++++ TASK INPUTS

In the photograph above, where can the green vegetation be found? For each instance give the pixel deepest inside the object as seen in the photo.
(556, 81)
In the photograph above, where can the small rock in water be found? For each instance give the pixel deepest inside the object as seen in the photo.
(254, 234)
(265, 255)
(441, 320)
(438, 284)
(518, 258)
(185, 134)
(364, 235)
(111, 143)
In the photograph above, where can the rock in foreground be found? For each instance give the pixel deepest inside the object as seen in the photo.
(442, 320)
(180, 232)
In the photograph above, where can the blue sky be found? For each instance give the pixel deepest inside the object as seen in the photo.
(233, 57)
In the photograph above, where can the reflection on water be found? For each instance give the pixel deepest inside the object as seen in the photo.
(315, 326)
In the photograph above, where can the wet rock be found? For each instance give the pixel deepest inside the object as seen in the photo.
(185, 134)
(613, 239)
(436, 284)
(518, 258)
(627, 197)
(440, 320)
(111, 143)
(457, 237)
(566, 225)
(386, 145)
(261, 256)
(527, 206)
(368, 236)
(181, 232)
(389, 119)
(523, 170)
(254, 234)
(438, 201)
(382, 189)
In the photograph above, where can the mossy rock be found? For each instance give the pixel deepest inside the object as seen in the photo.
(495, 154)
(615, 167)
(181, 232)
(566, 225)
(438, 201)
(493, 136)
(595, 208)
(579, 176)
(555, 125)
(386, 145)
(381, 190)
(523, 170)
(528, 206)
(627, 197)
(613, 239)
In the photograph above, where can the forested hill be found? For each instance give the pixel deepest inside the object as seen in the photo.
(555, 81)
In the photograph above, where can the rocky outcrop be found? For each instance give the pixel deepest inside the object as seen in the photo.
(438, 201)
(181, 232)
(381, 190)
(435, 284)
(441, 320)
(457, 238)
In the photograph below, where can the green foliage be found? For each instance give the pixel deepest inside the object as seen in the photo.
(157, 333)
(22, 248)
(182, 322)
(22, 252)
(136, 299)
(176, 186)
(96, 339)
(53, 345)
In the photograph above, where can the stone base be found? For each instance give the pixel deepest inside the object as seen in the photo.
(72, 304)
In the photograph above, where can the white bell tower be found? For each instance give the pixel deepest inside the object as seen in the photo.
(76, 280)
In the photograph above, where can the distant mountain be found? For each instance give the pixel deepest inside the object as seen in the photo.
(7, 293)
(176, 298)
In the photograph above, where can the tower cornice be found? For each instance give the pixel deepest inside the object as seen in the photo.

++++++++

Could you print, word for word, the lines of the data above, starting at the line that contains "In the photograph above, where can the forested" and ending at the last line of the data?

In the photograph above, where can the forested hill be found? For each instance give the pixel deepest inside the object as seen in the photo.
(555, 81)
In the photograph above, where can the rocky outcrop be found? For each instance give the pixel deepest inside the object as seen in the photo.
(438, 201)
(181, 232)
(381, 190)
(435, 284)
(441, 320)
(457, 238)
In the photograph below, where can the green foliage be found? For each instance give the pixel deepest inside the object as seen in the photo.
(157, 333)
(22, 248)
(182, 322)
(22, 252)
(136, 299)
(176, 186)
(96, 339)
(53, 345)
In the photograph above, where can the stone base be found? For each instance give the pixel deepest inside the object as seen in the photo.
(72, 304)
In the photograph above, where can the white bell tower be found? For each instance give the pixel deepest inside the object as seen in the photo.
(76, 280)
In the photograph above, where can the distant mountain be found? For each instance give the pixel deepest inside the object as seen in the photo.
(7, 293)
(176, 298)
In the photograph above, where can the tower cornice be found? For each instance give the pixel deepest inside the object as seen in the photo.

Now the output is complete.